Work order:
Across the entries below, how many lines contain the string "rock"? Give only the count.

Dataset records:
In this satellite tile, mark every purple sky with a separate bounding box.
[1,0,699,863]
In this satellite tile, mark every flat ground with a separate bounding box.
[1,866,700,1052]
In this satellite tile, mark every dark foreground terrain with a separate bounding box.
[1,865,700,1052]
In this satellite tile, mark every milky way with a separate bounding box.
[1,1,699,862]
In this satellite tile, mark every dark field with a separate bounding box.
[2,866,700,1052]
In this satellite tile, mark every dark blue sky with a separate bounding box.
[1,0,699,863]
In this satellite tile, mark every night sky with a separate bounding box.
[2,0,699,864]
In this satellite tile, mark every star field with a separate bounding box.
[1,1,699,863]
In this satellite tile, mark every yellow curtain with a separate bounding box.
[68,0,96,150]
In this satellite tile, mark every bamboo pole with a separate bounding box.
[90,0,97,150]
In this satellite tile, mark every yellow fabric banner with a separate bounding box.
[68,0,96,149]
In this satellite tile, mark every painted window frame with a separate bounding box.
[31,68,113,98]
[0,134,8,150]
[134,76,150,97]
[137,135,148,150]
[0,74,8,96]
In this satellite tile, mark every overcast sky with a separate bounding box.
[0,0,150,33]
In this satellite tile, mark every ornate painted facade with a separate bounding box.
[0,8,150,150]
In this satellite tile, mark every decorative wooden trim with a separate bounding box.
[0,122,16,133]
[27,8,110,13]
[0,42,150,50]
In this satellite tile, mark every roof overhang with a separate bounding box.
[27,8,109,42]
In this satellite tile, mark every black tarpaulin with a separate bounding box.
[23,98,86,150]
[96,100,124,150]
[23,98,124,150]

* * *

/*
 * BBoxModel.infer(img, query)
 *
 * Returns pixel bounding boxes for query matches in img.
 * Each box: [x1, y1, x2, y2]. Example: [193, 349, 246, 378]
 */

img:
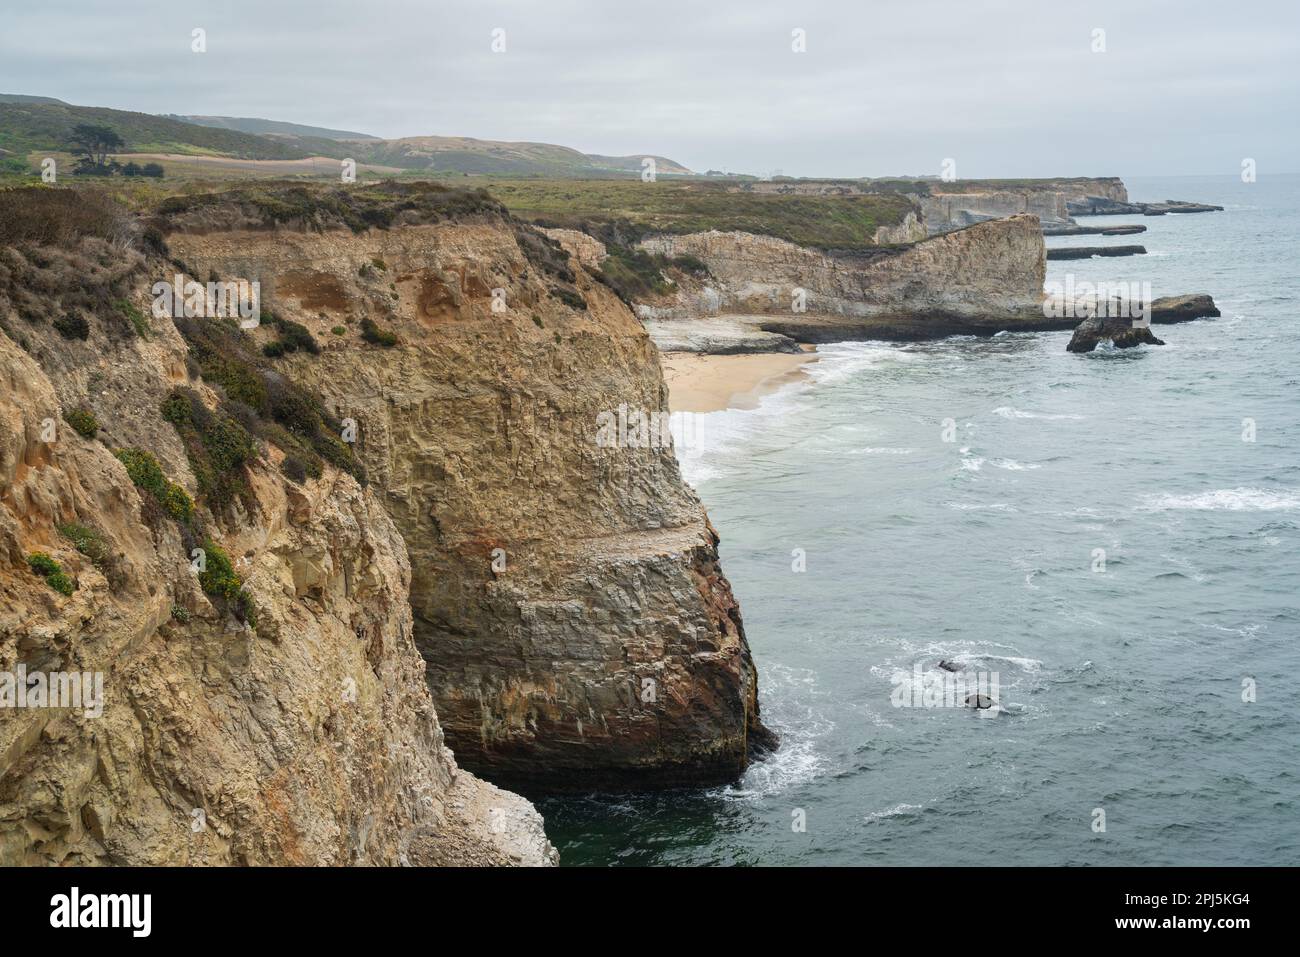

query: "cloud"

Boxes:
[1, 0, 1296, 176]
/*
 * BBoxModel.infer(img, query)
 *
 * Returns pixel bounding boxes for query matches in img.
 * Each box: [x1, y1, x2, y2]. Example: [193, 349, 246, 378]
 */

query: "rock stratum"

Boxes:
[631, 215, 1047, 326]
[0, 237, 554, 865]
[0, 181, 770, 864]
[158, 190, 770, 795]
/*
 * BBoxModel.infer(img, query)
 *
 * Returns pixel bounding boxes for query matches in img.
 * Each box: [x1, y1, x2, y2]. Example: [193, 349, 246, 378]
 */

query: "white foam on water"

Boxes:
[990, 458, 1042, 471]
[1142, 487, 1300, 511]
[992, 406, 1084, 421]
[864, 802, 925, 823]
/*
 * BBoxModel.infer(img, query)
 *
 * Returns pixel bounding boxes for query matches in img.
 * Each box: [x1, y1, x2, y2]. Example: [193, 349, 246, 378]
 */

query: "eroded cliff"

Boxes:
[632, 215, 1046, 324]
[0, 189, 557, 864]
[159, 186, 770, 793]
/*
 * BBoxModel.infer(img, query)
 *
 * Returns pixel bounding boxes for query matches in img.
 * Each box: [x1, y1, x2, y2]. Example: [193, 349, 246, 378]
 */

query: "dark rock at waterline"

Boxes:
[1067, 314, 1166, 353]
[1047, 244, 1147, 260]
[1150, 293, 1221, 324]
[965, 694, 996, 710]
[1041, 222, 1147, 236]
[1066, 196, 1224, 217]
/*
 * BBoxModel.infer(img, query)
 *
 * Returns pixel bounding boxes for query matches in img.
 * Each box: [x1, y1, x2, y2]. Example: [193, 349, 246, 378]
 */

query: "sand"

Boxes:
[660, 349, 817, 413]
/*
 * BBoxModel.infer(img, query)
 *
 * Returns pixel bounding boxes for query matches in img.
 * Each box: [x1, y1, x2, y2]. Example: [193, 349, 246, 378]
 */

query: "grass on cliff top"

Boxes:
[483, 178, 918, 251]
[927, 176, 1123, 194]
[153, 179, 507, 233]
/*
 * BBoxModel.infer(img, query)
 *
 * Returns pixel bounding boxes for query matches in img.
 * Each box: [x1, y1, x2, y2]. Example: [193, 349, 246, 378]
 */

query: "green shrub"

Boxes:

Solved exercise:
2